--- Exercise prompt ---
Can you turn every line of the material below into a numbered list, skipping blank lines and leaving the pictures out of your answer?

(Entries from a pointing dataset)
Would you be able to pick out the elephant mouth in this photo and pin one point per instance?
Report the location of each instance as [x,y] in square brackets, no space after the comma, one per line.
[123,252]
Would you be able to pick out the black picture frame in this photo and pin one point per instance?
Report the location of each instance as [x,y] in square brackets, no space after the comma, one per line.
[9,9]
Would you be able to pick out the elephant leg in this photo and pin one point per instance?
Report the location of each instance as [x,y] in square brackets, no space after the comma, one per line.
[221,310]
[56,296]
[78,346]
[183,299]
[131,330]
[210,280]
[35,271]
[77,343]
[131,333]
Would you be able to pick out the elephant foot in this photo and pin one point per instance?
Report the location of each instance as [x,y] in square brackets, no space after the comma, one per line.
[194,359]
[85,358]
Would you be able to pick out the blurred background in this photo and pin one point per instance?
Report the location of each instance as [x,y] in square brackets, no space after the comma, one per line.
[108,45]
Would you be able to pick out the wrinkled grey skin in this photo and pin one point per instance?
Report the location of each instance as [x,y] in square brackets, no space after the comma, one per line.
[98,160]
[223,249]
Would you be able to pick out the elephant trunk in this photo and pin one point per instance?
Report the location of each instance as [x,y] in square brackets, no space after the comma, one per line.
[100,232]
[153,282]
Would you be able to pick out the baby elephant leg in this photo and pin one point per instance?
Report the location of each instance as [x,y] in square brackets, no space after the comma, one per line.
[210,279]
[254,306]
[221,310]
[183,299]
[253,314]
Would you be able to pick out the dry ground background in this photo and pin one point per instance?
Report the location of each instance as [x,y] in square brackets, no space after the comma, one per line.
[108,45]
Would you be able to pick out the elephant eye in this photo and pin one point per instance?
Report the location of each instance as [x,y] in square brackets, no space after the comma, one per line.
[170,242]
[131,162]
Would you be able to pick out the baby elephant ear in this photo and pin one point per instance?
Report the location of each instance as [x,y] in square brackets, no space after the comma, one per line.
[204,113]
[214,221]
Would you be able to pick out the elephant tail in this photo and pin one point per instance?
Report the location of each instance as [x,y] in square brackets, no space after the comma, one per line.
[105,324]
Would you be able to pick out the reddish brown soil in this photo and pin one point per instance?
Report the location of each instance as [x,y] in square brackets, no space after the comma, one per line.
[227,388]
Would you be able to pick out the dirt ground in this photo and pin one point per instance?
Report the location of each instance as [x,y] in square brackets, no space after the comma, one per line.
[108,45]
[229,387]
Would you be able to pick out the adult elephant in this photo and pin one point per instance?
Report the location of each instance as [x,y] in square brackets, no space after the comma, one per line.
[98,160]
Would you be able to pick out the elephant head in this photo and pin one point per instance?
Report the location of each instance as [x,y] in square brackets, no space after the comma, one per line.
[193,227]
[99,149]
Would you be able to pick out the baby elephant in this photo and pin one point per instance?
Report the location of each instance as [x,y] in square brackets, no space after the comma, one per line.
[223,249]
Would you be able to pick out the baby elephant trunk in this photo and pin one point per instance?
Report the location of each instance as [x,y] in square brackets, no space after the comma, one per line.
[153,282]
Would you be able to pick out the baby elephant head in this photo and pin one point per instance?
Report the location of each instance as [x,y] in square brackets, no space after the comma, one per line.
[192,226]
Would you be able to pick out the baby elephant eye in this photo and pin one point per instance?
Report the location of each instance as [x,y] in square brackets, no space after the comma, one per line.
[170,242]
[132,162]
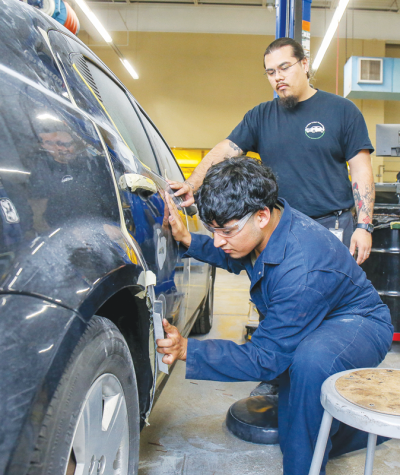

--- Full response ---
1. Would you be able to pick out the elephant mouth in this photo and pin one point per instance?
2. Report the location of each instance as [x,y] in square brackets, no space after the comma, one per line.
3. [123,252]
4. Would you be able to pick out the black picture frame in this photo and pin one point per instance?
5. Report the location of each instance as [x,y] in square brackets, no space after the comma, one per line.
6. [9,9]
7. Would you be able to pick out the elephant leg in this photo and pin one point per instance?
8. Report the location of each instance as [x,y] in square brackets, no space after the comma, one per line.
9. [221,310]
10. [56,296]
11. [78,346]
12. [183,299]
13. [131,330]
14. [210,280]
15. [35,271]
16. [77,343]
17. [131,333]
18. Would you be able to pick out the elephant foot in this photo and pin one point per instance?
19. Report the location of each instance as [x,y] in square brackets, no space after the comma, one per line.
20. [194,359]
21. [85,358]
22. Would you be able to pick out the blurred background in this photo and pin one point per instance?
23. Report the location of each instance as [x,y] in square brackets, no space after the comma, one per line.
24. [108,45]
25. Would you be able to pick out the wrinkled grey skin in this photo and pin one point per instance?
26. Report the location of each instance as [x,y] in square brackets, no space after the comma, one per line.
27. [98,160]
28. [223,249]
29. Would you be able to pick out the elephant trunk in this photo and pin one point per instance?
30. Report the location of each instance as [x,y] in square brackets, no space after the comma, one per line.
31. [100,232]
32. [153,282]
33. Would you be able to pick out the baby elephant leg in this photo and pin one point per instance?
34. Report the location of each instance as [x,y] in square brackets, no space after the comma, one per line.
35. [210,279]
36. [254,306]
37. [221,310]
38. [183,299]
39. [253,314]
40. Would you be able to pick out the dry ground background in this photo and pin one point per instance?
41. Report the location of each instance as [x,y] in square brackets, no space after the comma, one per line.
42. [108,45]
43. Would you be able to pick out the elephant eye in this photo and pin one point per instance?
44. Report the location of each instance as [x,y] in square brackets, no space after the comma, one per line.
45. [170,242]
46. [131,162]
47. Would you be able to pick out the baby elephant ear in this photo and pin one point per instance?
48. Report the location of each instance as [x,y] in square brackets, no space after the comma, one per line.
49. [204,113]
50. [214,221]
51. Would you be able to pick out the elephant tail in this photo and pin one point per instance?
52. Report the location of each instance as [x,y] in square brackets, no space after the comma, one per line.
53. [105,324]
54. Would you be able to pick out the reddish brown soil in this photo and pin one point per instance?
55. Report the location of each instance as [x,y] in square brackets, no space after the comma, one per line.
56. [227,388]
57. Would you be able to pick out the dirt ground in this photo and pin one point per instance?
58. Report the location of each instance as [x,y] in square brackets, no space after the comma, one per line.
59. [108,45]
60. [229,387]
61. Would you be able to pick out the adult elephant in this photo and pin one point per instance?
62. Report the location of each instance as [x,y] in square brackets, no space after the comma, one per line.
63. [98,160]
64. Would you be able to pick out the elephant head in this photo and pin one point per instance?
65. Report the location of each instance as [x,y] in square brackets, no space after the comma, one per line.
66. [193,227]
67. [99,149]
68. Would you be able to pick out the baby elephant in this photo and pin one point per instance?
69. Report the location of each instance as [x,y] in square brackets, no space after the comma, one per line.
70. [223,249]
71. Would you be able to pick out the baby elephant trunk in this photo and pin one point per instance?
72. Report the location of each instance as [x,y] in square brackets, no space after the comma, one per line.
73. [153,282]
74. Would you be able to pick out the baby elephant head in this photo and pin one point per instance?
75. Report the location of each instance as [x,y] in square brackets, no space after the comma, one per line.
76. [192,226]
77. Would you be able to pick out the baby elephant eye in this photo and pin one point per instance?
78. Report the location of each instance as [x,y] in square brackets, no space after the comma, one per line.
79. [170,242]
80. [132,162]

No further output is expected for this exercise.